For each line in the data that includes "form", make a copy.

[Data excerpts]

· · · ·

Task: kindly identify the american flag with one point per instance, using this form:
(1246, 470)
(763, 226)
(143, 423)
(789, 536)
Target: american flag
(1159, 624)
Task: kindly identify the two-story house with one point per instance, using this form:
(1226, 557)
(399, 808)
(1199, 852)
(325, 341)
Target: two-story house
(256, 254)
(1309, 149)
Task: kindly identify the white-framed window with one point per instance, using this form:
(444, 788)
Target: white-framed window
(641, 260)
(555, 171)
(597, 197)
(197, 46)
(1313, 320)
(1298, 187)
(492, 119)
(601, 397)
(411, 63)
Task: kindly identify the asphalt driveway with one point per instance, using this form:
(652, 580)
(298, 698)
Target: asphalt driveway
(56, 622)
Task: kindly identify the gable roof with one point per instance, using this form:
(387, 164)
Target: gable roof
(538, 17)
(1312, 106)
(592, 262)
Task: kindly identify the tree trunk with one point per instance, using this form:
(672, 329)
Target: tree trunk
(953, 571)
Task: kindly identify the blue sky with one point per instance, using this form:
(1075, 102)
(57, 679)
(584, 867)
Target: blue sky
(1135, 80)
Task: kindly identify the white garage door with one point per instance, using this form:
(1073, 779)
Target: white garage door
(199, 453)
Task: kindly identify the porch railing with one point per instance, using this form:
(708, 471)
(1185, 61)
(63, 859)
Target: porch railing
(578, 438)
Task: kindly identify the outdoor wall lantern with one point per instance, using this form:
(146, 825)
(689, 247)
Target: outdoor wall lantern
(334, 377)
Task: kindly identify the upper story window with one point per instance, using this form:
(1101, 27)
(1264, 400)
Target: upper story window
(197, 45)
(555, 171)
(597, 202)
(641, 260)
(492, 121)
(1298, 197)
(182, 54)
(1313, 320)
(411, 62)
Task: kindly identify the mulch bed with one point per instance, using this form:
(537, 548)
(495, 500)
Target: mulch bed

· · · ·

TASK ANSWER:
Task: kindly identify the american flag with one point per instance, using this form:
Task: kindly identify the two-story house with one point per instance, using this form:
Task: kindly identify the white-framed window with one point per instance, using this form:
Task: kindly identify the asphalt driveway with one point per instance, using this form:
Task: kindly identify the gable roof with one point per instance, using this form:
Task: kindly identify the tree trunk with one point per instance, using this form:
Task: kindly identify the blue sky with one point per instance, using this form:
Task: kindly identify the white garage door with one point per instance, using this form:
Task: kindly identify the porch railing with one point per instance, using this form:
Task: kindly identify the outdoor wall lantern with one point per instance, using this form:
Task: kindly identify the upper story window with one point per instance, using this form:
Task: kindly identify the mulch bed with one point per instance, using this form:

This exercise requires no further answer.